▶ Requests:
1. In the thread, why does Ian say keeping the old address forwarded costs so little? Answer in one to three sentences.
2. Please quote the thread word for word. Begin at the words "I didn't notice" and stop after "(Nov 20, 2007)".

▶ Text shown:
--------------------
# It appears you made a change to the form addy ?



## Malnra (Nov 18, 2007)

My old link does not work, luckily i had a notice of a message in my email and followed that one. Others might think the server is down for the site .... just thought i would mention my problem, though i obviously got around it

Edit: forUm ... i CAN spell, just cant type .. lol


----------



## Ian (Nov 18, 2007)

Are you referring to the old forum, or the new one Geoff?


----------



## asdsdf (Nov 18, 2007)

I checked, and it seems that www.mantidforum.com doesn't work. However, you are supposed to be using www.mantidforum.net .


----------



## Malnra (Nov 18, 2007)

asdsdf said:


> I checked, and it seems that www.mantidforum.com doesn't work. However, you are supposed to be using www.mantidforum.net .


it just changed last night ... i was using my favorites to get to here for quite some time .. then today link didnot work ... all if good as i am here ..


----------



## Orin (Nov 19, 2007)

Geoff_K said:


> it just changed last night ... i was using my favorites to get to here for quite some time .. then today link didnot work ... all if good as i am here ..


It seems the forward was down for a short time. It works now.


----------



## Mantida (Nov 19, 2007)

Orin said:


> It seems the forward was down for a short time. It works now.


Woah.

I didn't notice you guys forwarded mantidforum.com to this site while still on the .com server.

Does that cost extra money to keep up with?


----------



## Ian (Nov 20, 2007)

Doesn't cost extra money.

I guess the only costs are the costs of the domain name, which is only about $8 a year. So peanuts really


----------
--------------------
▶ Recorded information:
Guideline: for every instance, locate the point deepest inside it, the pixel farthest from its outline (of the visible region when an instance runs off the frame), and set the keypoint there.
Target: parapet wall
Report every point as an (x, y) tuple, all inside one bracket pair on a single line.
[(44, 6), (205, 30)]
--------------------
▶ Exercise solutions:
1. Ian says the only cost is the domain name, which is about $8 a year. He calls that "peanuts."

2.
I didn't notice you guys forwarded mantidforum.com to this site while still on the .com server.

Does that cost extra money to keep up with?


----------



## Ian (Nov 20, 2007)